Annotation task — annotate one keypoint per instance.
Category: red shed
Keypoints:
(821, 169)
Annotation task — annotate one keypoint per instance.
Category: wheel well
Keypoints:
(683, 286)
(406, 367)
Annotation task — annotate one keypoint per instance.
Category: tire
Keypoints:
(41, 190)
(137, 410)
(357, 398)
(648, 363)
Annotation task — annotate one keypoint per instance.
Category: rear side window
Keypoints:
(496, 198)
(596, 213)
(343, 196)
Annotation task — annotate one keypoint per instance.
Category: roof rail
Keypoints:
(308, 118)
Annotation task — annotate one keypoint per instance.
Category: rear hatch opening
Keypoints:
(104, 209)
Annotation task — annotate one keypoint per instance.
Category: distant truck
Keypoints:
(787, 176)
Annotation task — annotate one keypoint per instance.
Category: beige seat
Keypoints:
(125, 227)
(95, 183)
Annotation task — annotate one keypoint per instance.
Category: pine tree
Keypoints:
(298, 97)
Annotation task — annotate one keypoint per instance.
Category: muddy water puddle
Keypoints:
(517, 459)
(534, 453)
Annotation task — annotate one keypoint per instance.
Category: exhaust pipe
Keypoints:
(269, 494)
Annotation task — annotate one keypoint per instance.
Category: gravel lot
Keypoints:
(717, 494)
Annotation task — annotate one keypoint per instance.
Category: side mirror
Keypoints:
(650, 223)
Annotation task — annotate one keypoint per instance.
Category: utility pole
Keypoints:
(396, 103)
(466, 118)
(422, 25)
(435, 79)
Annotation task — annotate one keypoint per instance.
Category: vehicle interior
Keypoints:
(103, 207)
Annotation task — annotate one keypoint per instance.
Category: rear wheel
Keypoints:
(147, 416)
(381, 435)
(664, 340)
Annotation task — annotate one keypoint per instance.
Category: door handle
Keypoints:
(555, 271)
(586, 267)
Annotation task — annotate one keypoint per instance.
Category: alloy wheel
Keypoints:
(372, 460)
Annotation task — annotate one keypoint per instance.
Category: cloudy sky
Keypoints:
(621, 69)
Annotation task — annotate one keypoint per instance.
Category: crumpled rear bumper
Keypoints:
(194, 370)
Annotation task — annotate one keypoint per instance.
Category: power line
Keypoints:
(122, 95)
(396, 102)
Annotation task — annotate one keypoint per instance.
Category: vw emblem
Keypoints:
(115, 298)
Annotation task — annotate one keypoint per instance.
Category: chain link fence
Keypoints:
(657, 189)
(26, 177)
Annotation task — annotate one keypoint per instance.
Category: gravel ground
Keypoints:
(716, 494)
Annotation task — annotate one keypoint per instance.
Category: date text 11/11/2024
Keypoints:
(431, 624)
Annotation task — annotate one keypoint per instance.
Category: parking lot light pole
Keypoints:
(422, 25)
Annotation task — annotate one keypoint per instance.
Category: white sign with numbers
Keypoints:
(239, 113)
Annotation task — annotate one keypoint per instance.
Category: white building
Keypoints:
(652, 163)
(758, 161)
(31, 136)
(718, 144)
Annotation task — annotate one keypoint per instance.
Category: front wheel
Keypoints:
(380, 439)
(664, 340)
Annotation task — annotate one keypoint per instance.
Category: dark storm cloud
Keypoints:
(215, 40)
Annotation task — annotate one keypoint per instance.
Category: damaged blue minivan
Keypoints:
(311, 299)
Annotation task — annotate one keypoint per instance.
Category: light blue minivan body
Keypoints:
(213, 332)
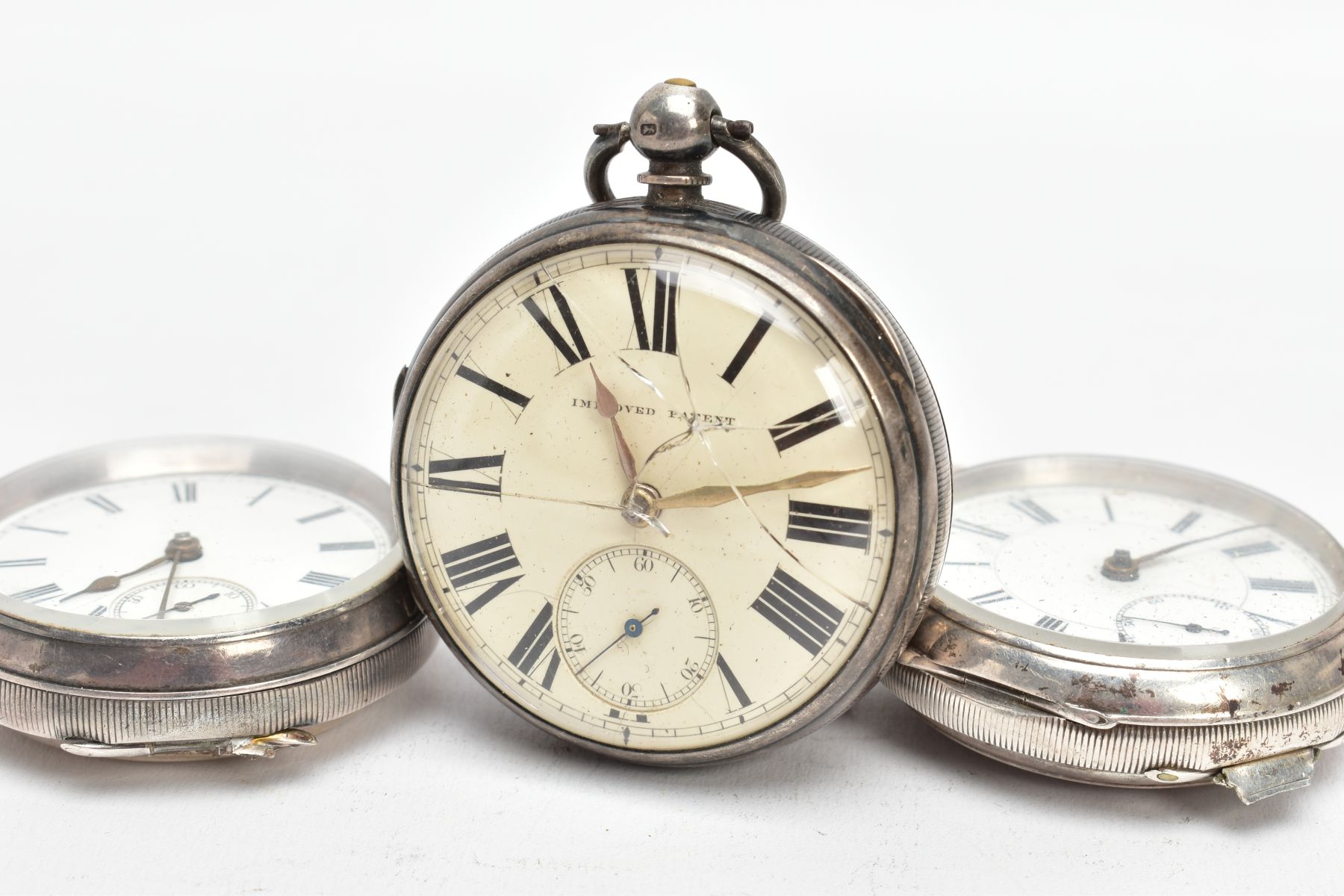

- **REQUIRED ACTION**:
Copy every record exactly as it appears, apart from any pictures.

- **SOLUTION TO THIS PROBLEM**:
Annotation task — annotate one keypoint per instance.
Category: red shed
Keypoints:
(821, 169)
Annotation task — annotate one keypoint per instance.
Category: wheel well
Keypoints:
(683, 286)
(406, 367)
Annotation task — annotate one keypoint per instance.
Category: tire
Keypoints:
(41, 190)
(137, 410)
(357, 398)
(648, 363)
Annotation task — annotate one keypoint per instance.
Category: rear side window
Keypoints:
(496, 198)
(596, 213)
(343, 196)
Annotation task — annotate one keypoint per instance.
Category: roof rail
Keypoints:
(308, 118)
Annotation task — annotate one keypoint per instance.
Category: rear hatch opening
Keypoints:
(104, 209)
Annotation task — annotate one keypoint per instance.
Category: distant truck
Keypoints:
(787, 176)
Annotation task — annotate one keypoint per instance.
Category: beige seat
Keypoints:
(125, 227)
(95, 183)
Annotation task — annotate one keypoint per instance.
Category: pine tree
Keypoints:
(298, 97)
Annotation task — annotate one keypoint per instance.
Category: muddy water puddle
Keypoints:
(517, 459)
(534, 453)
Annotation task — annotate one keypoint per instance.
Category: exhaust pipe
Keypoints:
(269, 494)
Annotation task — annotate one keypoint per instance.
Category: gravel lot
Keypoints:
(717, 494)
Annotation task — annotate one keypoint per instance.
Category: side mirror
Keypoints:
(650, 223)
Annotation task — annotate one keypoint per instance.
Category: utility pole
Keypoints:
(396, 103)
(466, 118)
(422, 25)
(435, 79)
Annotation task — annotate one keypoint per instance.
Category: vehicle interior
Keypoints:
(103, 207)
Annotation task — annotate one keypoint per instance.
Category: rear wheel
Keypoints:
(147, 416)
(381, 435)
(664, 340)
Annotation task — annotate one keypoint per instance.
Category: door handle
Keypoints:
(555, 271)
(586, 267)
Annotation task — annotate one keypoint per instance.
Category: alloy wheel
Keypoints:
(372, 460)
Annotation task — annotate one keypoint per instance.
Category: cloudy sky
Keypoints:
(621, 69)
Annotation task — annotate one keypoint per instance.
Category: crumpled rear bumper
Keypoints:
(194, 370)
Annotation task — annotate one keypoint per instance.
Category: power line
Keypoints:
(122, 95)
(396, 102)
Annotation task — annotate one keypoint per instance.
Category: vw emblem
Keypoints:
(115, 298)
Annotation task — annotate one keypoint per instance.
Category: chain link fence
Keypoints:
(657, 189)
(26, 177)
Annotation task — annotate one keypoint per instance.
Category: gravel ground
Keypoints:
(716, 494)
Annotation task — annotate one keypoint per instance.
Category: date text 11/11/2024
Keypoints:
(431, 624)
Annotation task — annotate one keypoint per instance.
Category: parking lot light pole
Keypoints:
(422, 25)
Annotation task — annotate one keypoint per instance.
Category: white sign with numbers
Keypoints:
(239, 113)
Annotation task — annotate one keypoint per instance.
Category: white building
Keypoints:
(652, 163)
(758, 161)
(31, 136)
(718, 144)
Annotation task — annotate one keypoint per instance.
Category: front wheel
Keypoints:
(380, 439)
(664, 340)
Annotation task — annotate one keypoint per instance.
Category: dark storm cloud
Keypoints:
(215, 40)
Annotation task — annotate one keypoint per instance.
Category: damaged blue minivan
Keypoints:
(311, 299)
Annotation task — annotate one keypoint per instance.
Category: light blue minivan body
Keypoints:
(213, 332)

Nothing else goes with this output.